* **Work required**
In the credit-card article, what position does Arthur Wilmarth hold?

* **Selection**

━━━━━━━━

With Defaults Rising, Is a Credit-Card Crisis Looming? – TIME
Increased use of securitization in the credit-card industry has fueled some if its growth. Over the past four years, seven of the biggest card issuers packaged more debt into securities, which they sold to investors, according to USA Today's assessment of banking records. But with credit-card defaults rising and a general "flight to quality" this year brought on by the subprime mortgage crisis, fewer outlets are willing to buy the debt. "The securitization market for credit cards was operating for the first half of 2008 but is now shut down, making it harder to securitize credit-card debt," says Arthur Wilmarth, finance professor at George Washington University Law School. Banks, forced to keep more debt on their books, are less willing to lend to anyone who doesn't have a high FICA, or credit quality, score. The result is a vicious cycle of borrowers being hit with higher interest rates, hair-trigger late fees and curtailed credit lines just when they need funds the most. Higher food and gas prices have contributed to that burden.

━━━━━━━━

* **Given information**

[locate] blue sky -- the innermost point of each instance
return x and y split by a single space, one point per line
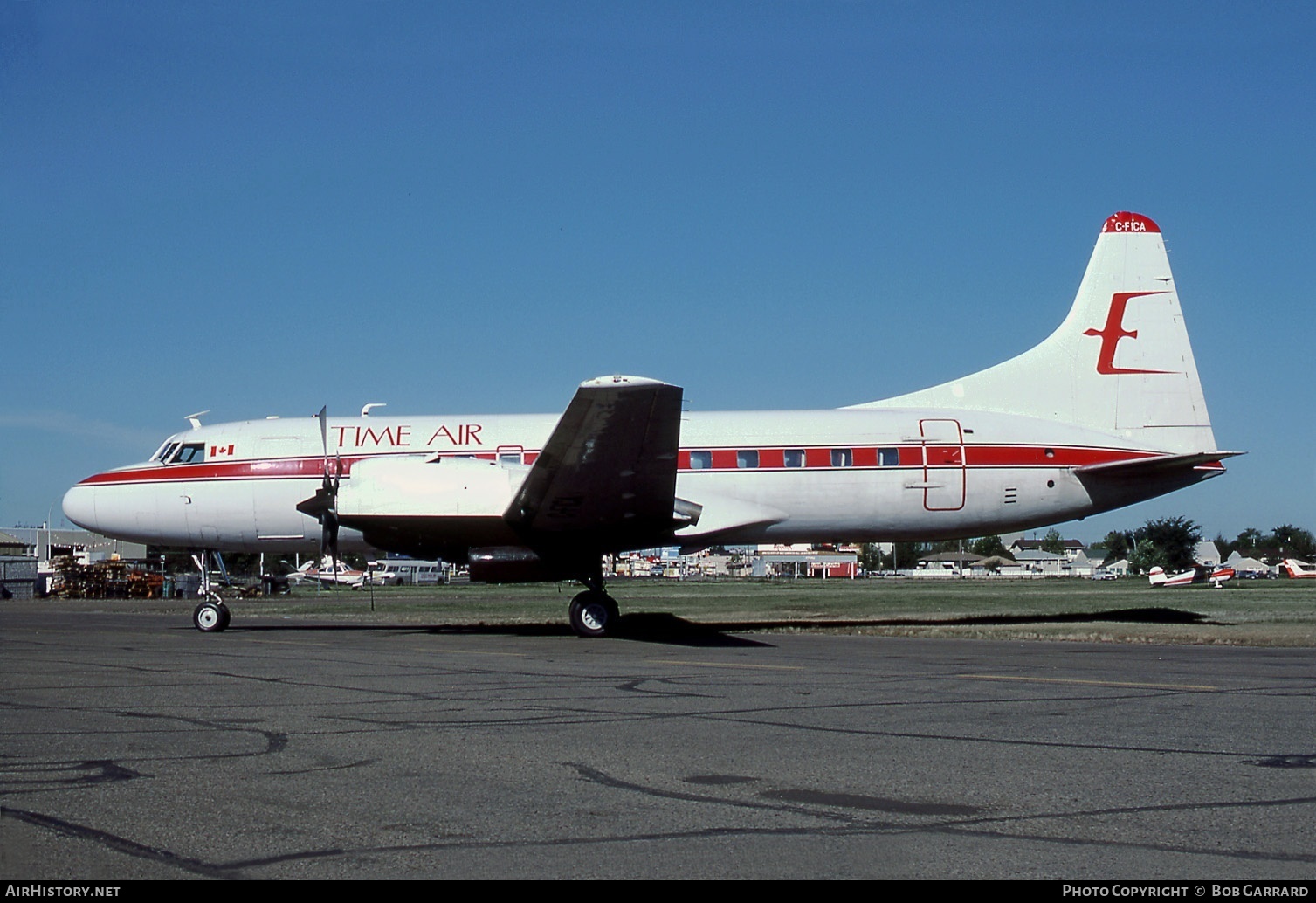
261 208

━━━━━━━━

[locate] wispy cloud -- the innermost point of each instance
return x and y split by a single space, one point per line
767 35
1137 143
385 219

━━━━━━━━

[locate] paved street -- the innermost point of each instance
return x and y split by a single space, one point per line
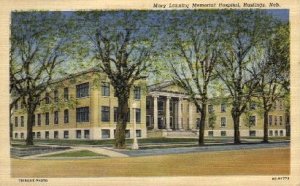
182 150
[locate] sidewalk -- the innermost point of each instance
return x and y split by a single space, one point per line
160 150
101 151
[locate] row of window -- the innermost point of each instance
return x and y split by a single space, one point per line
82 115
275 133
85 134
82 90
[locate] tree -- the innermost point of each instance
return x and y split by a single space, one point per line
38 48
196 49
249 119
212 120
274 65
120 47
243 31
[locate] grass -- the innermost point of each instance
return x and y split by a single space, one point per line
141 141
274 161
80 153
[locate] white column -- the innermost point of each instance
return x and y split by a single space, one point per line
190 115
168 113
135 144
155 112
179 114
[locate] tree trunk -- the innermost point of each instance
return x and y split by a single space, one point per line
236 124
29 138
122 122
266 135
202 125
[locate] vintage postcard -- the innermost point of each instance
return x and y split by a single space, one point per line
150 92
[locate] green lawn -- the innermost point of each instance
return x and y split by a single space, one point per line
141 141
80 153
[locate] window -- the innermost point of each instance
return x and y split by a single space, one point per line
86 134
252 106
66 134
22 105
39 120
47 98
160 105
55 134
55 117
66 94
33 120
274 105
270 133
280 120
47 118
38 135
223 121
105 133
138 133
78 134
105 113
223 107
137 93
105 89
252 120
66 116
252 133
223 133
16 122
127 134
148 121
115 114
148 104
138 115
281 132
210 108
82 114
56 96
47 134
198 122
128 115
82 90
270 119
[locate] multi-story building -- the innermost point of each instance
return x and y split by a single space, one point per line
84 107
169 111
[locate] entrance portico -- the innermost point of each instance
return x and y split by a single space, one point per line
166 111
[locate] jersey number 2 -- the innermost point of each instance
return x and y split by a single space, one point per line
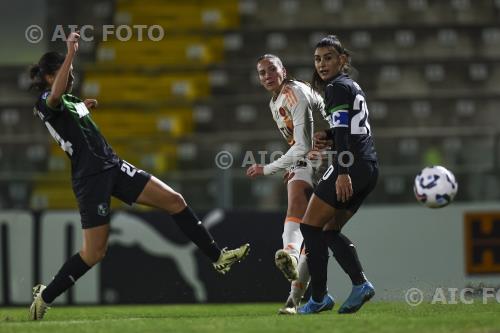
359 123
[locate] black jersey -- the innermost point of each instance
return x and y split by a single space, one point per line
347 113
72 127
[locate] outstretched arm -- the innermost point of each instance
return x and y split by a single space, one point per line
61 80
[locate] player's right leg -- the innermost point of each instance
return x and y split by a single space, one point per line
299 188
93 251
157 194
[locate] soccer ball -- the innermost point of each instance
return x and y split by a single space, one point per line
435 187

━━━━━━━━

* **Exercise answer**
He is a finance professor at George Washington University Law School.